▶ **To be done**: Turn every line of the entries below into a numbered list, skipping blank lines and leaving out the pictures.
================
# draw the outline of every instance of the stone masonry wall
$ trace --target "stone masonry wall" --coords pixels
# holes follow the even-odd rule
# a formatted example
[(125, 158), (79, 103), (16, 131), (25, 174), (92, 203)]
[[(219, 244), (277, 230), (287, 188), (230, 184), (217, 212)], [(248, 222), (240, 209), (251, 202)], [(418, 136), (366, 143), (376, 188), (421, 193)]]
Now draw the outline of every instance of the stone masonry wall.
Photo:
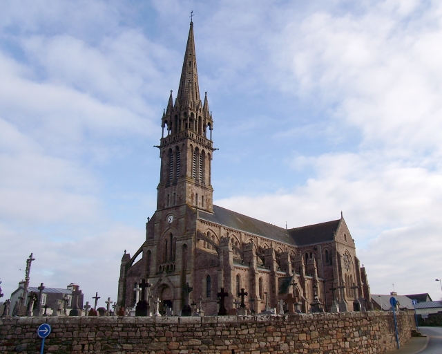
[[(401, 343), (414, 329), (412, 313), (397, 315)], [(0, 352), (39, 353), (37, 329), (52, 331), (45, 353), (220, 354), (273, 352), (383, 353), (396, 347), (392, 313), (284, 317), (19, 317), (0, 319)]]

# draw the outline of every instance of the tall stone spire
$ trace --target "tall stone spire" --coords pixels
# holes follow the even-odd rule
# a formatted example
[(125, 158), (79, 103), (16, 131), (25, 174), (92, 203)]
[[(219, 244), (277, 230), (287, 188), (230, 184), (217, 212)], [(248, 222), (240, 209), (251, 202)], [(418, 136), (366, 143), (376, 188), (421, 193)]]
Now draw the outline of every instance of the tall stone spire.
[(181, 80), (177, 98), (182, 106), (188, 102), (197, 105), (200, 102), (200, 85), (198, 84), (198, 72), (196, 67), (196, 53), (195, 51), (195, 39), (193, 38), (193, 22), (191, 22), (191, 28), (187, 37), (186, 54), (182, 63)]

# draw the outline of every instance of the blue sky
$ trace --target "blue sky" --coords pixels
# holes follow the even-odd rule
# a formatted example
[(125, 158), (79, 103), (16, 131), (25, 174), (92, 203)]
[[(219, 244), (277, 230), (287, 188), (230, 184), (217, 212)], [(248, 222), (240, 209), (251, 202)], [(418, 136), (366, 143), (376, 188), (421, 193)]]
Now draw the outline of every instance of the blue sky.
[(442, 277), (437, 1), (0, 4), (0, 279), (116, 298), (155, 209), (153, 147), (190, 11), (214, 119), (215, 203), (289, 227), (338, 218), (373, 293)]

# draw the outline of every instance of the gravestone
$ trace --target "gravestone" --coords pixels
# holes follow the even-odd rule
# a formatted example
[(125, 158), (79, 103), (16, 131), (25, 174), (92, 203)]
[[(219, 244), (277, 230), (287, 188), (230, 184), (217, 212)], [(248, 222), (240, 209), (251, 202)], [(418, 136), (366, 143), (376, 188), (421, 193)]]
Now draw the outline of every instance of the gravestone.
[(69, 316), (81, 316), (82, 310), (78, 307), (78, 298), (83, 293), (79, 289), (79, 286), (74, 286), (74, 290), (72, 292), (72, 310), (69, 311)]

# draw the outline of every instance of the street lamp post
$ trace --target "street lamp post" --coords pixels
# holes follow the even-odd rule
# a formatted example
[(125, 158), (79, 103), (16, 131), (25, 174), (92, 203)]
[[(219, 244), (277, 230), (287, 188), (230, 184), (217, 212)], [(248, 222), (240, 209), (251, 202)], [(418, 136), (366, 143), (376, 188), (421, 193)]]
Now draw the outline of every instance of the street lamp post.
[(439, 281), (439, 284), (441, 284), (441, 291), (442, 292), (442, 281), (441, 279), (436, 279), (436, 281)]

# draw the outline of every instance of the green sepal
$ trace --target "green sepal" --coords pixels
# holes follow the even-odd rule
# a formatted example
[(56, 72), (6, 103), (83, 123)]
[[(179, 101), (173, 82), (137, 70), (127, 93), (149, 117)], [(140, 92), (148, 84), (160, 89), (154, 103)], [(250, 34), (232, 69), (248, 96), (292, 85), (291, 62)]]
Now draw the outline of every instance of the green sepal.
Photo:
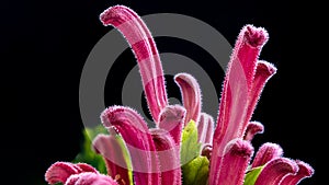
[(249, 172), (247, 172), (243, 185), (254, 185), (254, 183), (258, 178), (258, 175), (261, 173), (263, 167), (264, 167), (263, 165), (258, 166), (258, 167), (253, 167)]

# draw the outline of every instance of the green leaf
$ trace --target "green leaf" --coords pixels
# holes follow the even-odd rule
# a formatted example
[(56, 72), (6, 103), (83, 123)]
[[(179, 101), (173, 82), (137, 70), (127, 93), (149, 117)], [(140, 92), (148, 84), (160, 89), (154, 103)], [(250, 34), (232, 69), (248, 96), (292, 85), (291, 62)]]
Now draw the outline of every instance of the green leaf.
[(181, 146), (181, 164), (184, 165), (200, 155), (201, 143), (197, 142), (197, 127), (191, 120), (183, 129)]
[(103, 157), (101, 154), (98, 154), (92, 149), (92, 140), (98, 134), (105, 134), (106, 129), (100, 125), (95, 128), (84, 128), (83, 129), (83, 141), (81, 144), (81, 151), (76, 155), (76, 158), (72, 160), (73, 163), (78, 162), (84, 162), (93, 167), (95, 167), (100, 173), (106, 174), (106, 165)]
[(258, 175), (261, 173), (264, 166), (253, 167), (251, 169), (245, 177), (243, 185), (254, 185), (254, 182), (258, 178)]
[(196, 157), (182, 166), (183, 185), (207, 185), (209, 161), (206, 157)]

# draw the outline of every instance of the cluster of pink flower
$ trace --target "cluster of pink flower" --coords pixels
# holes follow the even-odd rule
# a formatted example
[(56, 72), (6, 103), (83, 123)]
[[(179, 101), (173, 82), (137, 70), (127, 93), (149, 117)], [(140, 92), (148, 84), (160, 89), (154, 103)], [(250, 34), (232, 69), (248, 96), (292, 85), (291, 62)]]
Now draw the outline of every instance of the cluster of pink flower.
[(258, 59), (269, 39), (264, 28), (253, 25), (241, 28), (226, 71), (215, 125), (214, 118), (202, 112), (201, 90), (191, 74), (174, 77), (182, 105), (169, 105), (155, 41), (133, 10), (124, 5), (111, 7), (100, 19), (104, 25), (117, 28), (129, 43), (156, 127), (148, 128), (143, 117), (129, 107), (106, 108), (101, 119), (110, 135), (99, 135), (92, 143), (94, 151), (104, 157), (107, 174), (101, 174), (87, 163), (56, 162), (45, 174), (47, 183), (189, 184), (191, 180), (182, 176), (189, 178), (189, 173), (197, 173), (192, 172), (197, 167), (192, 164), (183, 171), (180, 151), (184, 128), (191, 122), (197, 128), (200, 155), (207, 161), (202, 172), (206, 178), (192, 177), (196, 184), (293, 185), (314, 174), (309, 164), (283, 157), (279, 144), (263, 143), (256, 153), (251, 144), (254, 135), (263, 131), (262, 124), (250, 120), (252, 113), (266, 81), (276, 72), (273, 65)]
================
▶ **Exercise output**:
1. # draw the outline of every instance of the stone masonry wall
2. $ trace --target "stone masonry wall" --coords pixels
3. # holes follow the even-odd rule
4. # a formatted example
5. [(125, 158), (79, 103), (16, 131), (25, 174), (92, 203)]
6. [[(219, 244), (277, 230), (287, 188), (230, 184), (217, 212)], [(248, 222), (240, 209), (251, 202)], [(418, 136), (366, 143), (376, 188), (421, 193)]]
7. Now draw the outline of every instance of the stone masonry wall.
8. Photo:
9. [[(401, 343), (414, 329), (412, 313), (397, 315)], [(0, 352), (39, 353), (37, 329), (52, 331), (45, 353), (220, 354), (273, 352), (383, 353), (396, 347), (392, 313), (284, 317), (19, 317), (0, 319)]]
10. # draw the outline of every instance of the tall stone spire
11. $ trace --target "tall stone spire" --coords pixels
12. # holes follow the even-odd rule
13. # a formatted example
14. [(125, 158), (79, 103), (16, 131), (25, 174), (92, 203)]
15. [[(219, 244), (277, 230), (287, 188), (230, 184), (217, 212)], [(248, 222), (240, 209), (251, 202)], [(418, 136), (366, 143), (376, 188), (421, 193)]]
16. Now draw the outline of every instance of the tall stone spire.
17. [(181, 80), (177, 98), (182, 106), (188, 102), (197, 105), (200, 102), (200, 85), (198, 84), (198, 72), (196, 67), (196, 53), (195, 51), (195, 39), (193, 38), (193, 22), (191, 22), (191, 28), (187, 37), (186, 54), (182, 63)]
18. # draw the outline of every instance of the blue sky
19. $ trace --target "blue sky" --coords pixels
20. # holes follow the even-odd rule
21. # a formatted example
22. [(125, 158), (79, 103), (16, 131), (25, 174), (92, 203)]
23. [[(219, 244), (277, 230), (287, 188), (230, 184), (217, 212)], [(248, 222), (240, 209), (251, 202)], [(418, 136), (366, 143), (376, 188), (421, 193)]]
24. Now draw the outline of every instance of the blue sky.
25. [(442, 277), (437, 1), (0, 4), (0, 279), (116, 298), (155, 209), (153, 147), (190, 11), (214, 119), (215, 203), (289, 227), (338, 218), (373, 293)]
26. # draw the outline of every instance of the gravestone
27. $ trace --target "gravestone" --coords pixels
28. # holes follow the even-odd rule
29. # a formatted example
30. [(125, 158), (79, 103), (16, 131), (25, 174), (92, 203)]
31. [[(219, 244), (277, 230), (287, 188), (230, 184), (217, 212)], [(248, 222), (240, 209), (251, 202)], [(418, 136), (366, 143), (376, 188), (421, 193)]]
32. Now draw the outline of every instance of the gravestone.
33. [(69, 316), (81, 316), (82, 310), (78, 307), (78, 298), (83, 293), (79, 289), (79, 286), (74, 286), (74, 290), (72, 292), (72, 310), (69, 311)]
34. # draw the outline of every instance of the street lamp post
35. $ trace --target "street lamp post" --coords pixels
36. # holes follow the even-odd rule
37. # a formatted example
38. [(125, 158), (79, 103), (16, 131), (25, 174), (92, 203)]
39. [[(219, 244), (277, 230), (287, 188), (230, 184), (217, 212)], [(248, 222), (240, 209), (251, 202)], [(418, 136), (366, 143), (376, 188), (421, 193)]]
40. Now draw the outline of every instance of the street lamp post.
41. [(439, 281), (439, 284), (441, 284), (441, 291), (442, 292), (442, 281), (441, 279), (436, 279), (436, 281)]
42. # draw the outline of every instance of the green sepal
43. $ trace --target "green sepal" --coords pixels
44. # holes follow the even-odd rule
45. # a formatted example
46. [(56, 72), (6, 103), (83, 123)]
47. [[(179, 101), (173, 82), (137, 70), (127, 93), (149, 117)], [(140, 92), (148, 84), (160, 89), (154, 103)], [(250, 34), (232, 69), (248, 96), (292, 85), (291, 62)]]
48. Now draw the outline of every instance of the green sepal.
49. Photo:
50. [(249, 172), (247, 172), (243, 185), (254, 185), (254, 183), (258, 178), (258, 175), (261, 173), (263, 167), (264, 167), (263, 165), (258, 166), (258, 167), (253, 167)]
51. # draw the outline of every instance of the green leaf
52. $ trace --target "green leaf" --coords pixels
53. # holes follow the even-odd rule
54. # a formatted example
55. [(56, 72), (6, 103), (83, 123)]
56. [[(179, 101), (173, 82), (137, 70), (127, 93), (149, 117)], [(140, 92), (148, 84), (160, 89), (154, 103)], [(250, 34), (232, 69), (248, 96), (292, 85), (291, 62)]]
57. Now draw the outline of every instance of the green leaf.
58. [(181, 146), (181, 164), (184, 165), (200, 155), (201, 143), (197, 142), (197, 127), (191, 120), (183, 129)]
59. [(103, 157), (101, 154), (98, 154), (92, 149), (92, 140), (98, 134), (105, 134), (106, 129), (100, 125), (95, 128), (84, 128), (83, 129), (83, 141), (81, 144), (81, 151), (76, 155), (76, 158), (72, 160), (73, 163), (78, 162), (84, 162), (93, 167), (95, 167), (100, 173), (106, 174), (106, 165)]
60. [(258, 175), (261, 173), (264, 166), (253, 167), (251, 169), (245, 177), (243, 185), (254, 185), (254, 182), (258, 178)]
61. [(196, 157), (182, 166), (183, 185), (207, 185), (209, 161), (206, 157)]
62. # draw the outline of every instance of the cluster of pink flower
63. $ trace --target "cluster of pink flower" --coords pixels
64. # holes follow the even-odd rule
65. # a formatted example
66. [(56, 72), (6, 103), (83, 123)]
67. [[(179, 101), (173, 82), (137, 70), (127, 93), (149, 117)], [(140, 92), (148, 84), (160, 89), (154, 103)], [(250, 34), (232, 69), (248, 96), (292, 85), (291, 62)]]
68. Now draw the outline of every instance of the cluster of pink flower.
69. [(258, 59), (269, 39), (264, 28), (253, 25), (241, 28), (226, 71), (215, 125), (214, 118), (202, 112), (201, 90), (191, 74), (174, 77), (182, 105), (169, 105), (155, 41), (133, 10), (124, 5), (111, 7), (100, 19), (104, 25), (117, 28), (129, 43), (156, 127), (148, 128), (143, 117), (129, 107), (106, 108), (101, 119), (110, 135), (99, 135), (92, 143), (94, 151), (104, 157), (107, 174), (101, 174), (87, 163), (56, 162), (45, 174), (47, 183), (189, 184), (191, 180), (182, 176), (189, 178), (189, 173), (197, 173), (192, 172), (197, 167), (192, 164), (183, 171), (180, 151), (184, 128), (191, 122), (197, 128), (200, 155), (207, 161), (202, 172), (206, 178), (192, 177), (196, 184), (293, 185), (314, 174), (309, 164), (283, 157), (279, 144), (263, 143), (256, 153), (251, 144), (254, 135), (263, 131), (262, 124), (250, 120), (252, 113), (266, 81), (276, 72), (273, 65)]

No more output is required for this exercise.